THE PROBLEM:
Type out the listing again, exactly, with every line included.
··· DATA SUPPLIED ···
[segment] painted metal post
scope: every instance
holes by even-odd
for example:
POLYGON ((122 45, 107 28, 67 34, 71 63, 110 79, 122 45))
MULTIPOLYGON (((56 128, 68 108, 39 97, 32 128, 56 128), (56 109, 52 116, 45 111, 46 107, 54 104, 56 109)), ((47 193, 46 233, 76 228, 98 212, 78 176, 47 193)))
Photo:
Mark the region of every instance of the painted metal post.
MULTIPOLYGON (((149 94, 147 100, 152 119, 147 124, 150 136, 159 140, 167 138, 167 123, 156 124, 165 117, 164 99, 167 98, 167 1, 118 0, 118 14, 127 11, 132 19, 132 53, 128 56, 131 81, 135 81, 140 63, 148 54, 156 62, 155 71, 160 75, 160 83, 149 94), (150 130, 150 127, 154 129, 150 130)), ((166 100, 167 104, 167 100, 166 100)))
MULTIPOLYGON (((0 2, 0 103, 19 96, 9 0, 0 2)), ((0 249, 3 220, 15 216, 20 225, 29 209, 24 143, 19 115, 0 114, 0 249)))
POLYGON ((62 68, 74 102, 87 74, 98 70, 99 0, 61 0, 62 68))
···
RESPONSE BOX:
[segment] painted metal post
scope: every instance
holes by even-odd
for example:
POLYGON ((122 45, 107 28, 67 34, 71 63, 110 79, 122 45))
MULTIPOLYGON (((56 128, 68 108, 39 97, 32 128, 56 128), (56 109, 52 116, 45 111, 46 107, 54 104, 56 109)), ((47 193, 46 233, 76 228, 98 212, 78 176, 47 193)))
Photo:
Mark the region of every instance of the painted metal post.
MULTIPOLYGON (((149 94, 147 100, 152 119, 147 124, 150 136, 159 140, 167 138, 167 123, 156 124, 165 117, 164 99, 167 98, 167 1, 118 0, 118 14, 127 11, 132 19, 132 53, 128 56, 131 81, 135 81, 140 63, 148 54, 156 62, 155 71, 160 75, 160 83, 149 94), (150 130, 150 127, 154 129, 150 130)), ((166 100, 167 104, 167 100, 166 100)))
MULTIPOLYGON (((0 2, 0 103, 19 96, 9 0, 0 2)), ((0 249, 3 220, 15 216, 20 225, 29 209, 24 143, 19 115, 0 114, 0 249)))
POLYGON ((62 68, 74 102, 87 74, 98 70, 99 0, 61 0, 62 68))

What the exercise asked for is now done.